→ **Short exercise**: Revise the rows below by replacing "innermost point" with "central point" wherever it occurs, and leave everything else unchanged.

→ **Supplied material**:

————————

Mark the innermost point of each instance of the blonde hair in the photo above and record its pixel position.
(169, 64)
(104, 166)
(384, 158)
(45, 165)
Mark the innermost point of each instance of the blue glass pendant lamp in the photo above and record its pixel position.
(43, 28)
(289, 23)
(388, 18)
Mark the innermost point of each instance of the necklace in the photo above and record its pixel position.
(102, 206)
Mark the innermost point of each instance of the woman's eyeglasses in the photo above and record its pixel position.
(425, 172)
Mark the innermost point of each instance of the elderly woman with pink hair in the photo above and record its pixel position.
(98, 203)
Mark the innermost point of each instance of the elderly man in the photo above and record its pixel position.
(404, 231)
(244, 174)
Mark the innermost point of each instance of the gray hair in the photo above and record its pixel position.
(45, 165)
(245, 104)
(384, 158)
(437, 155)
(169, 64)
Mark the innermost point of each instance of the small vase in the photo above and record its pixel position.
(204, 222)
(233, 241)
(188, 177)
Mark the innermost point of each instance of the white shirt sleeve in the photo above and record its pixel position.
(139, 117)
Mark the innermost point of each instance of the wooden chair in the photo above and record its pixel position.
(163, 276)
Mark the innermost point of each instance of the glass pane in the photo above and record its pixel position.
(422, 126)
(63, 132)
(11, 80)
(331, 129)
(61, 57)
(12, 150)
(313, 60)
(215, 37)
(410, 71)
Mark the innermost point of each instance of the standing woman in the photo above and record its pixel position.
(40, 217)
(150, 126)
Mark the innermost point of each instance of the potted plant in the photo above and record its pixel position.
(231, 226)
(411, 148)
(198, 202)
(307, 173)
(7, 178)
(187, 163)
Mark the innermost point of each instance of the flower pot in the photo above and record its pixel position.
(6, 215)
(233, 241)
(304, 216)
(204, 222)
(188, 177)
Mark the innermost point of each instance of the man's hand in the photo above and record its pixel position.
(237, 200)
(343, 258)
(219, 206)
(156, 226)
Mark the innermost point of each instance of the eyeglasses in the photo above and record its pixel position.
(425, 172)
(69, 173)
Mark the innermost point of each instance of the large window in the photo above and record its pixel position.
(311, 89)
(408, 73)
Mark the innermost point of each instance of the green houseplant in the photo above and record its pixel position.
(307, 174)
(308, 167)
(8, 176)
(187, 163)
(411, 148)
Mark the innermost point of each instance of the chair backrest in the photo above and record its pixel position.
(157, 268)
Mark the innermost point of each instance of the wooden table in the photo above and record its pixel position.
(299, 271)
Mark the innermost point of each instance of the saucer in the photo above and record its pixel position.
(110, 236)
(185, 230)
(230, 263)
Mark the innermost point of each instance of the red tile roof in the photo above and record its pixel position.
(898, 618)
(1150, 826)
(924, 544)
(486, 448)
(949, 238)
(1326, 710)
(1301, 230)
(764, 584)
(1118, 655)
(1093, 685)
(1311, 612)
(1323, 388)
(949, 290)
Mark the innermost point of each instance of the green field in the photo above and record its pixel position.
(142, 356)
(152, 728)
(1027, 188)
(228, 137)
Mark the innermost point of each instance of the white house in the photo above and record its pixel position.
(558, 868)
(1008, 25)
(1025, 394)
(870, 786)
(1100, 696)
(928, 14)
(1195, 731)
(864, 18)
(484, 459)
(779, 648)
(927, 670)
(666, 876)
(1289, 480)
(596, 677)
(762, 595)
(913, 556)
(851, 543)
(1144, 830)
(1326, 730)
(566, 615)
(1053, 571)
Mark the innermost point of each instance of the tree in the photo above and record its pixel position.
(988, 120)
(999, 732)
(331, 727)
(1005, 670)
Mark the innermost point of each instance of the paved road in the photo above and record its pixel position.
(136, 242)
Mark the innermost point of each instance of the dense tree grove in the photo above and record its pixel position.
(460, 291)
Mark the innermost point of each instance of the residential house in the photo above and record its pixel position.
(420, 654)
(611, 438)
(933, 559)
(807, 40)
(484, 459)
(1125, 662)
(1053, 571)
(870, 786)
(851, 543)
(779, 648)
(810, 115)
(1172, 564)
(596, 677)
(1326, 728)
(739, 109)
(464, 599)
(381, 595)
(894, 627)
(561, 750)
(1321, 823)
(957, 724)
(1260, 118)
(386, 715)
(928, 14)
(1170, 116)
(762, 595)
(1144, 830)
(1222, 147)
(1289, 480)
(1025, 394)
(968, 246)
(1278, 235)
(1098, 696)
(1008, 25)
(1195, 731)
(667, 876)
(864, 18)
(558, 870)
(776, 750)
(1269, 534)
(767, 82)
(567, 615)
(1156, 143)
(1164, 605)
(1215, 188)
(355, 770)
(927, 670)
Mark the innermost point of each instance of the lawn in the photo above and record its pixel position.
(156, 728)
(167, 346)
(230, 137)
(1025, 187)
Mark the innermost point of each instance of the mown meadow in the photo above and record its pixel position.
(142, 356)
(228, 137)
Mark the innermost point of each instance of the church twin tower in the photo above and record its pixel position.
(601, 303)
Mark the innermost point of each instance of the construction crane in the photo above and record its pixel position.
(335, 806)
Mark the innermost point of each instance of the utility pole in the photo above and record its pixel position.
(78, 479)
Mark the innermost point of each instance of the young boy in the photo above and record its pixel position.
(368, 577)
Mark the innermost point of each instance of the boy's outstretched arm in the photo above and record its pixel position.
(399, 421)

————————

→ **The result**:
Mark the central point of each instance of the blonde hair in the photo above and record its pixel position.
(169, 64)
(104, 166)
(384, 158)
(45, 165)
Mark the central point of each instance of the blue glass pendant lamp in the photo above and record its pixel position.
(43, 28)
(289, 23)
(388, 18)
Mark the central point of each instance of the necklace in the photo above and record its pixel position.
(102, 206)
Mark the central point of each instance of the woman's eyeglasses in the photo above and record its pixel position.
(425, 172)
Mark the central point of each instance of the elderly woman with pink hair in the photo above and record its pixel position.
(98, 203)
Mark the central point of each instance of the elderly man in the photo above and record its pixel position.
(404, 231)
(244, 174)
Mark the central point of each instance of the gray hair in the photo above and record its pixel position.
(45, 165)
(245, 104)
(384, 158)
(437, 155)
(169, 64)
Mark the central point of each instance of the small vase in the photo above and record its pixel position.
(204, 222)
(233, 241)
(188, 177)
Mark the central point of each instance of the white shirt sleeve in the photo above and record its pixel position.
(139, 117)
Mark the central point of each instance of the wooden chair in the photo above and record its pixel position.
(163, 276)
Mark the central point of each instance of the glass pane in the photo above and record its pixel position.
(422, 126)
(63, 132)
(11, 80)
(331, 129)
(61, 57)
(12, 150)
(313, 60)
(215, 37)
(410, 71)
Mark the central point of each instance of the standing woman in the photo above and record its pixel position.
(40, 217)
(150, 126)
Mark the central point of each instance of the potted plant in the photo above and record its pixel position.
(231, 226)
(411, 148)
(198, 202)
(307, 173)
(7, 178)
(187, 163)
Mark the central point of each instance of the flower pot in the photo above and record its pixel position.
(6, 215)
(233, 241)
(304, 216)
(204, 222)
(188, 177)
Mark the central point of each instance of the man's hand in the photo above and record its pixel position.
(237, 200)
(343, 258)
(219, 206)
(156, 226)
Mark the central point of each instance of the eyeglasses in the photo above and record its pixel position.
(425, 172)
(69, 173)
Mark the central point of each instance of the large window in the photo above and record its pixel position.
(311, 89)
(408, 73)
Mark the central point of each instance of the green houseplant in the photo above and record its pixel position.
(307, 174)
(308, 167)
(8, 176)
(187, 163)
(411, 148)
Mark the central point of each instance of the chair backrest in the photo above and record its pixel position.
(157, 268)
Mark the central point of each instance of the wooden table in the photo above and record its pixel position.
(299, 271)
Mark the central point of each instance of the saucer in the photo above and record its pixel position.
(110, 236)
(185, 230)
(230, 263)
Mark the central point of each instance of the red tile roof in the photo above and record its pixel position.
(898, 618)
(1150, 826)
(924, 544)
(486, 448)
(949, 238)
(1326, 710)
(1301, 230)
(764, 584)
(1118, 655)
(1093, 685)
(1311, 612)
(1323, 388)
(949, 290)
Mark the central point of each instance of the green field in the photo above and record its pixel position.
(142, 356)
(152, 728)
(1027, 188)
(228, 137)
Mark the central point of each instance of the white house in the photo above and record its pixel position.
(558, 868)
(1008, 25)
(1025, 394)
(870, 786)
(1100, 696)
(928, 14)
(1195, 731)
(864, 18)
(484, 459)
(779, 648)
(927, 670)
(666, 876)
(1289, 480)
(596, 677)
(762, 595)
(913, 556)
(851, 543)
(1144, 830)
(1326, 730)
(566, 615)
(1053, 571)
Mark the central point of each instance of the tree in the photo above and record its pixel position.
(988, 120)
(999, 732)
(331, 727)
(1005, 670)
Mark the central point of each instance of the paved road in the photo above and record its pixel position.
(136, 242)
Mark the central point of each instance of the dense tree grove in the photo above and record its pixel position.
(460, 291)
Mark the central point of each instance of the residential house in the photo above and record its pixel position.
(420, 654)
(611, 438)
(933, 559)
(807, 40)
(484, 459)
(1125, 662)
(1053, 571)
(870, 786)
(851, 543)
(779, 648)
(810, 115)
(1172, 564)
(596, 677)
(1326, 728)
(739, 109)
(464, 599)
(381, 595)
(894, 627)
(561, 750)
(1321, 823)
(957, 724)
(1260, 118)
(386, 715)
(928, 14)
(1170, 116)
(762, 595)
(1144, 830)
(1222, 147)
(1289, 480)
(1025, 394)
(968, 246)
(1278, 235)
(1098, 696)
(1008, 25)
(1195, 731)
(667, 876)
(864, 18)
(558, 870)
(776, 750)
(1269, 534)
(767, 82)
(567, 615)
(1156, 143)
(1164, 605)
(1215, 188)
(355, 770)
(927, 670)
Mark the central point of each instance of the lawn in the photo above and record its pixel position.
(156, 728)
(167, 346)
(230, 137)
(1025, 187)
Mark the central point of each instance of the mown meadow in the photo above and record its pixel position.
(142, 356)
(228, 137)
Mark the central point of each instance of the church twin tower in the photo above and record its pixel position.
(601, 303)
Mark the central point of each instance of the construction crane in the photo above and record its pixel position.
(335, 806)
Mark the central point of each instance of the utility pole in the photo above and record its pixel position.
(78, 479)
Mark the central point of each instance of the young boy in the photo above and record its pixel position.
(368, 577)
Mark the central point of each instance of the boy's outstretched arm in the photo above and record its pixel position.
(399, 421)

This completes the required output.